* **FRAGMENTO SELECCIONADO**:
------------------------------------

Tanto es así que cuando se hacía maloliente la vaciaban y la volvían a llenar
con un chorro de agua helada, salida del pozo, limpia y cristalina como el
hielo.
Como una rana, sólo cogí confianza, subía y bajaba por los
muros para volver a tirarme primero de cabeza y luego dando volteretas. Mi
padre orgulloso me animaba y yo, vanidoso y feliz, insistía. Un día me tiré como
de costumbre desde el tejado del lavadero y caí de espaldas. Tan escaldado
quedé que nunca más lo he intentado.
.
Más adelante, o tal vez los mismos años, íbamos a la Drova,
en el término de Barx, a pasar las vacaciones en una casa alquilada de la
antigua granja del Monasterio de Valldigna. Lo más parecido que había a una
balsa eran las de riego con lavadero que había en la fuente del olmo, pero
estas estaban sucias y llenas de ranas y peces. Mi primo Salva, tan pesado se
puso un día, que, en el mismo lavadero, todo desnudo, con risas de picardía
infantil, lo dejaron mojarse con las manos tapándose las partes. Como un ritual
íbamos cada día caminando en la piscina del Restaurante El Romeral, pagábamos 5
pesetas, si no recuerdo mal, y tomábamos el baño en una instalación ya más
propia de los tiempos que venían.

------------------------------------

* **DATOS PROPORCIONADOS**:
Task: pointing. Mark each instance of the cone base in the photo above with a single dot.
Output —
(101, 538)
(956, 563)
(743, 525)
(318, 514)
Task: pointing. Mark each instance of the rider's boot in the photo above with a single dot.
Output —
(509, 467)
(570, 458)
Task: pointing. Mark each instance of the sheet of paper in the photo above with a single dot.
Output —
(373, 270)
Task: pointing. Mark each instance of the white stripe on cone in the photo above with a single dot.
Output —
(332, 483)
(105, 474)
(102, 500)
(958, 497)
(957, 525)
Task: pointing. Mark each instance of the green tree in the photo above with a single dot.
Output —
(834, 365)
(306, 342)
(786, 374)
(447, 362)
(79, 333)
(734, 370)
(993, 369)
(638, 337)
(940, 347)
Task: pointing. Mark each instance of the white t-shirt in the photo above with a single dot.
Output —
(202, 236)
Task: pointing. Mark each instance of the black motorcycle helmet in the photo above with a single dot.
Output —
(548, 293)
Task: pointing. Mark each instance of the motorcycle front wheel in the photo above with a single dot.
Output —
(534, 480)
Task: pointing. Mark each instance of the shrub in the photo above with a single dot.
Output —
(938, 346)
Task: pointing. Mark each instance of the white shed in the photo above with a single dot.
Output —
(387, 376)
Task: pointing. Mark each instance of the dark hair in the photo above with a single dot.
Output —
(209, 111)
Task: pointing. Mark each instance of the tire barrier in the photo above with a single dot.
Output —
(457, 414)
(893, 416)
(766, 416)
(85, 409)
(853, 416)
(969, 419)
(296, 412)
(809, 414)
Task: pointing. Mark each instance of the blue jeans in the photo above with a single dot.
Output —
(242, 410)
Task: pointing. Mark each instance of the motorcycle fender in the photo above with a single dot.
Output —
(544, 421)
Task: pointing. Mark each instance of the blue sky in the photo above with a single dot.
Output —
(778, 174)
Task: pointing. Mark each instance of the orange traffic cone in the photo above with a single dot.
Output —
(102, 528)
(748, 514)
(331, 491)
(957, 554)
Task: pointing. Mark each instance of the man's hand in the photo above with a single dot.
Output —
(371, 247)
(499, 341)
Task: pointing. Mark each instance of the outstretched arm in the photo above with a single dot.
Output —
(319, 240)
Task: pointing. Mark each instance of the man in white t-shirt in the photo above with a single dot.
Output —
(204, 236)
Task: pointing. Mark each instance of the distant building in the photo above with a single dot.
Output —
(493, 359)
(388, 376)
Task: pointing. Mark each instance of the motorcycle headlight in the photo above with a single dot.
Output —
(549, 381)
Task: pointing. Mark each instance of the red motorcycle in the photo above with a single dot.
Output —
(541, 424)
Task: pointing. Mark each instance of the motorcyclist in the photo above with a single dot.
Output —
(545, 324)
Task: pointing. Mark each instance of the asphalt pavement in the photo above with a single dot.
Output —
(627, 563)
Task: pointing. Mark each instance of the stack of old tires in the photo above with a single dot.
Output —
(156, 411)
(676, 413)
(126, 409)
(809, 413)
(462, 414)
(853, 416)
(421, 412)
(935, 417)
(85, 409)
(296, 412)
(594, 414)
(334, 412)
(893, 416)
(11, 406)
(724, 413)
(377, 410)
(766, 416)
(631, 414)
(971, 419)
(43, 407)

------------------------------------

* **EJERCICIOS PROPUESTOS**:
[1] Responde a estas preguntas sobre el fragmento de los baños de la infancia:
(a) ¿Desde dónde se tiró quien narra el día en que cayó de espaldas?
(b) ¿En qué término se encontraba la Drova?
(c) ¿Cuánto pagaban por bañarse en la piscina del Restaurante El Romeral?
[2] Copia del fragmento de los baños de la infancia el pasaje que va desde "Tanto es así" hasta "lo he intentado.", ambas palabras incluidas.
[3] Continúa el fragmento de los baños de la infancia a partir de la última frase.

* **RESPUESTAS ESCRITAS**:
[1]
(a) Desde el tejado del lavadero.
(b) En el término de Barx.
(c) 5 pesetas, si no recuerda mal.

[2]
Tanto es así que cuando se hacía maloliente la vaciaban y la volvían a llenar
con un chorro de agua helada, salida del pozo, limpia y cristalina como el
hielo.
Como una rana, sólo cogí confianza, subía y bajaba por los
muros para volver a tirarme primero de cabeza y luego dando volteretas. Mi
padre orgulloso me animaba y yo, vanidoso y feliz, insistía. Un día me tiré como
de costumbre desde el tejado del lavadero y caí de espaldas. Tan escaldado
quedé que nunca más lo he intentado.

[3]
Al hacernos más mayores entramos a formar parte del equipo
de natación y cada tarde íbamos a la antigua estación de trenes y subíamos a la
ballena azul, de nombre "La Jeresana" que, con todos los otros
viajeros, nos acercaba al Camping Caudeli. Hoy en día parecería una locura,
pero entonces los niños con la bolsa y la toalla subíamos solos en el autobús,
nos bajaban a la acera de la carretera nacional y, a la carrera, cruzábamos en un momento sin
tránsito al otro lado para llegar caminando a la piscina. La del
Camping era una piscina imponente. Era, por una parte, una piscina de
competición de 33,3 metros de largo, rectangular y con trampolín, que se abría
a otra para niños de menor profundidad y forma curva casi cerrada por una
península. También obtenían el suministro de agua de un pozo. Estaba helada, más aún el mes de mayo cuando empezábamos los entrenamientos. Al llegar el
inicio de la temporada, como parte del acuerdo con los propietarios, los
nadadores con cepillos y cloro como herramientas les limpiábamos la inmensa piscina.
Esta tardaba unos días a llenarse y, osadía de gente joven, ya entrabamos a probarla,
aunque aquello era puro hielo. La temporada de baño se extendía hasta la feria
de octubre y más de una vez tuvimos que cortar el entrenamiento por la llegada
de una tormenta que nos hacía salir del agua como conejos asustados.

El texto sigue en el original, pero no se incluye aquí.